#### PREGUNTAS POR RESPONDER:
1. Anote, en orden, la primera palabra de cada oración del fragmento sobre la teleserie Tras la huella.
2. Retome el fragmento sobre la teleserie Tras la huella y prosiga la redacción a partir de su última oración.

#### FRAGMENTO CITADO:

# # #

Los escépticos deberían volver a los capítulos de hace algunos años de Tras la huella (es posible encontrarlos con relativa facilidad en la plataforma YouTube), para que puedan comprobar cuánto ha cambiado (para bien) la teleserie.
La popularidad del espacio está fuera de discusión: muy pocos programas generan tantas expectativas. Y muy pocas veces es tan difícil —asumiendo la complejidad del género, las demandas de recursos de esas puestas en pantalla— estar a la altura de perspectivas tan disímiles.
Pero más allá del resentimiento natural de la fórmula es notable el interés de productores y realizadores por renovarla, sin traicionar los planteamientos esenciales. En Tras la huella se recrean casos policiales tomados de la realidad. Y el objetivo es narrar cómo fueron resueltos. Esa es la pauta; el desafío es hacer un producto atractivo.

# # #

#### REGISTROS:
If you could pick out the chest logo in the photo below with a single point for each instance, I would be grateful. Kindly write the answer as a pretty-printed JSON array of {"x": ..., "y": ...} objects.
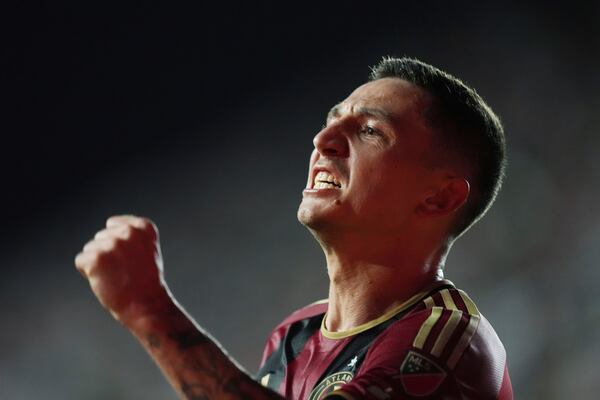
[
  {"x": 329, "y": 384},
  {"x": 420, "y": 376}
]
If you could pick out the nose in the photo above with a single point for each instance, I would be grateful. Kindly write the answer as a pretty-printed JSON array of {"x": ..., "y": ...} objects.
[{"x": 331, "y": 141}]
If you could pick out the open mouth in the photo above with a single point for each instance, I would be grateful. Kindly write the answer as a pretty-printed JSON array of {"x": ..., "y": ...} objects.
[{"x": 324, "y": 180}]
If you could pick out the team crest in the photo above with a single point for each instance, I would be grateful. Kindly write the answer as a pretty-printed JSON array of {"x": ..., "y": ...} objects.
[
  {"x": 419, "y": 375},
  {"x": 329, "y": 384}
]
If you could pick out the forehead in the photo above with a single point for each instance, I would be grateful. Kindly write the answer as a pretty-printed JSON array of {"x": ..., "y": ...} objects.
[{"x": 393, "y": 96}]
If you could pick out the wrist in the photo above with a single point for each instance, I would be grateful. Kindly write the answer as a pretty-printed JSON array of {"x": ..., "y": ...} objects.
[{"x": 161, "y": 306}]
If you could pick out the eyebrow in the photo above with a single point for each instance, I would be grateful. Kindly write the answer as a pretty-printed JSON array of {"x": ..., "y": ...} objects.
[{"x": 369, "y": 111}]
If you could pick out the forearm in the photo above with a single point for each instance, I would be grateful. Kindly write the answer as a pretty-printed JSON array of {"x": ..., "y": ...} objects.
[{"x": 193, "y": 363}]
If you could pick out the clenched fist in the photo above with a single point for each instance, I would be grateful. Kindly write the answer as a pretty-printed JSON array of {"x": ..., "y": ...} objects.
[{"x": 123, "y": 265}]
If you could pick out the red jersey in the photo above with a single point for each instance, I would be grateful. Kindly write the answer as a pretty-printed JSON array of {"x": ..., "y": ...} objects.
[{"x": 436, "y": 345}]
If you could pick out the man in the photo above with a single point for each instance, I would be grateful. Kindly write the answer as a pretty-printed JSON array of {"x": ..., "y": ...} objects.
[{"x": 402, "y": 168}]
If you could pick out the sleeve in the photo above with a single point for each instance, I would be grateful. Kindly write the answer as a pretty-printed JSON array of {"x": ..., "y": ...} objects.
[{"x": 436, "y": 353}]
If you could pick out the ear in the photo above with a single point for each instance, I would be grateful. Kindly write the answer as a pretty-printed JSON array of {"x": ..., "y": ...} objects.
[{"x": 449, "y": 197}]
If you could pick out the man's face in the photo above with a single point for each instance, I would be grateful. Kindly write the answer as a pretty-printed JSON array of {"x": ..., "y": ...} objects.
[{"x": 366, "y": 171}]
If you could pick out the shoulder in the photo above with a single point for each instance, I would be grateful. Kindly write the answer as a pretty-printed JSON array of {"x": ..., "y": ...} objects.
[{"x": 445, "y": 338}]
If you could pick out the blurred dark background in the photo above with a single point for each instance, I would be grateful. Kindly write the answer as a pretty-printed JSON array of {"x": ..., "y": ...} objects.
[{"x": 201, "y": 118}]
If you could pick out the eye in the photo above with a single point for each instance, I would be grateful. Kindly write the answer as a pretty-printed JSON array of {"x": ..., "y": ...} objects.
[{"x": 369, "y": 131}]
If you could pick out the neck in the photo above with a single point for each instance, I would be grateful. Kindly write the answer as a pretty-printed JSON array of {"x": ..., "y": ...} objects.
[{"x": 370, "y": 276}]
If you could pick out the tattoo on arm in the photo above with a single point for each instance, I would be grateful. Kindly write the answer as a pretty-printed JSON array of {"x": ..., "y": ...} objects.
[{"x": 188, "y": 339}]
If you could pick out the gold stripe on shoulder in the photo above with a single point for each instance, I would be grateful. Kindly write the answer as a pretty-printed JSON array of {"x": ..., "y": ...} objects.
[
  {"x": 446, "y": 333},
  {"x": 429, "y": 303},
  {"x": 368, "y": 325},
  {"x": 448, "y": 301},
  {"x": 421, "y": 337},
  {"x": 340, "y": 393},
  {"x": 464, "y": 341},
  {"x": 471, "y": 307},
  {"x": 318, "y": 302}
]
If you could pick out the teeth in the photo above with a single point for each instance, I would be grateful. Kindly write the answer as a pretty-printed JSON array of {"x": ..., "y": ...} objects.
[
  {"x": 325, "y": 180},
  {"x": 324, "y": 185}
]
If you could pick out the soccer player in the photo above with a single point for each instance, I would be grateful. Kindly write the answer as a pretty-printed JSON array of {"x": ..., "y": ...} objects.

# # #

#### RESPUESTAS POR PREGUNTA:
1. Los, La, Y, Pero, En, Y, Esa

2.
El público suele saber desde el principio quién es el delincuente y cuáles son sus fechorías, la trama se centra entonces en las peripecias del equipo de investigadores para resolver el expediente.
La más reciente temporada, que concluyó con la etapa vacacional, acentuó el ritmo del planteamiento, la complejidad de los conflictos y la humanización de los personajes. Paulatinamente se han abandonado lugares comunes y facilismos. Se aprovecha mejor el potencial dramático de cada caso. Las puestas tienen mejor factura… aunque a veces cierta vocación esteticista (cortinas con imágenes de la ciudad o la noche, por ejemplo), termina por ser demasiado adjetiva.
Aquí y allá se notaron problemas de edición. Y no todas las escenas de acción estuvieron bien solucionadas. Algo forzada resultó por momentos la naturalidad del equipo policial, se notaba el empeño… es cuestión de balancear. Y dio la impresión de que algunos casos no tenían suficiente materia prima como para dedicarles más de un capítulo, era evidente un regodeo en las situaciones.
El mérito mayor es que, contra todos los obstáculos, hay policiaco nacional. Se mantiene una tradición, la huella no se ha perdido.